## Problem 1
Find every line of the listing below that contains the string "brackets", and copy each such line. Treat the match as case-sensitive.

Letter to the Editor: Legislation is the law

Merlin Olsen wrote “one of life’s most painful moments comes when we must admit that we didn’t do our homework, that we are not prepared.”

Dear Editor,

Merlin Olsen wrote that “one of life’s most painful moments comes when we must admit that we didn’t do our homework, that we are not prepared” and based upon Norm Macdonald’s most recent rant on the creation of a Jumbo Resort Municipality, he clearly did not do his homework.

Macdonald seems intent in misleading people in this region about how a Mountain Resort Municipality must be created by government. Recently Macdonald said in the Cranbrook Daily Townsman, also published in the Invermere Valley Echo, the Kimberley Daily Bulletin and the Golden Star, that “They’re able to create a resort municipality that can be created by the minister alone. If there’s any suggestion by Bill Bennett that it’s more difficult or more rigorous than that, that’s just not the case.” In the Golden Star, he went further to state that Bill Bennett “with the stroke of a pen,” can create a Mountain Resort Municipality and that there needn’t “be an election…at any time in the future.”

Detection annotation records:
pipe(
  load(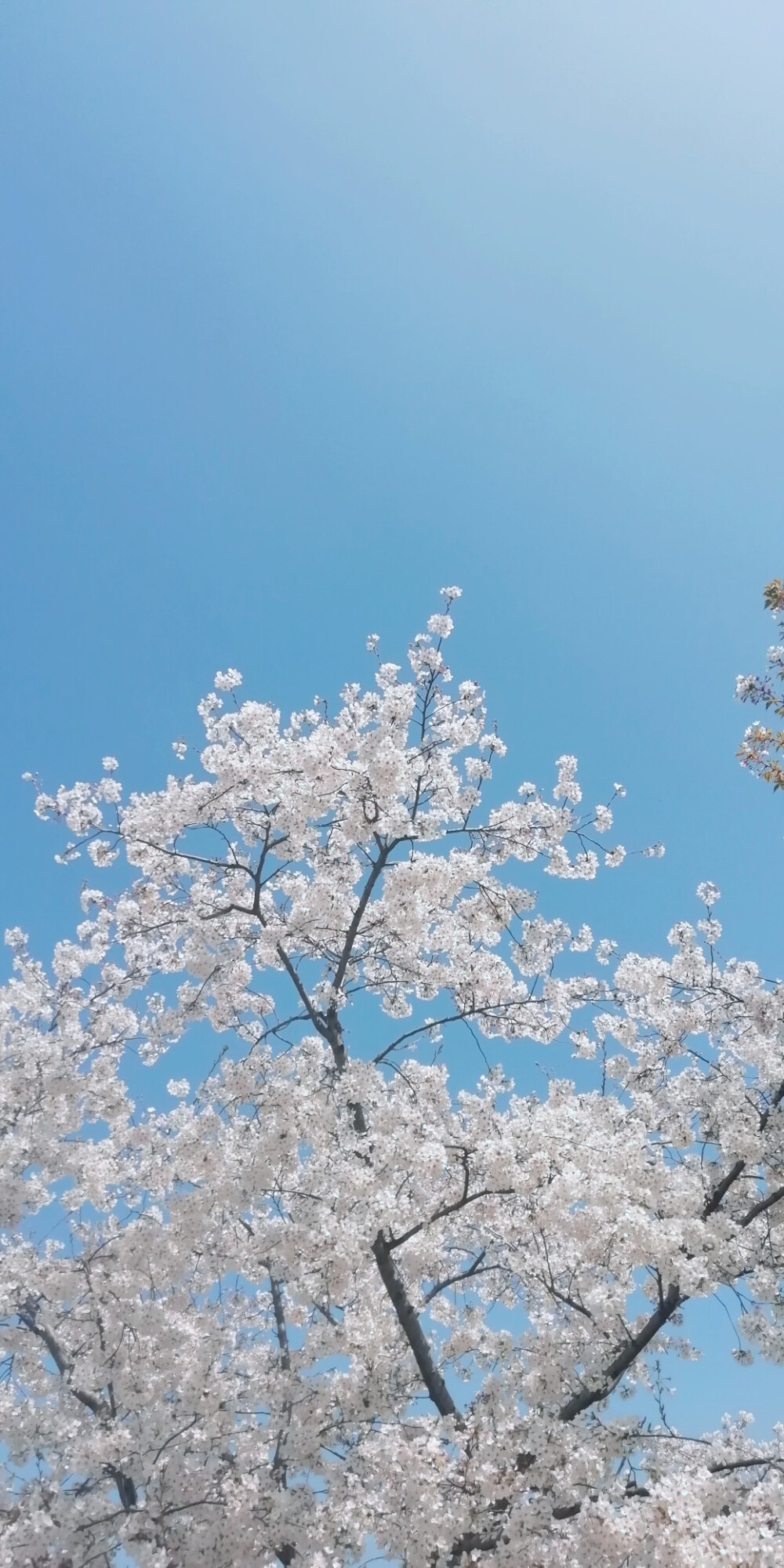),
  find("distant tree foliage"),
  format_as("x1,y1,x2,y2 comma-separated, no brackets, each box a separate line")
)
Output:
735,577,784,790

## Problem 2
In the letter, which newspaper is said to have carried Macdonald's statement that Bill Bennett could create a Mountain Resort Municipality "with the stroke of a pen"?

## Correct result 1
  format_as("x1,y1,x2,y2 comma-separated, no brackets, each box a separate line")

## Correct result 2
The Golden Star.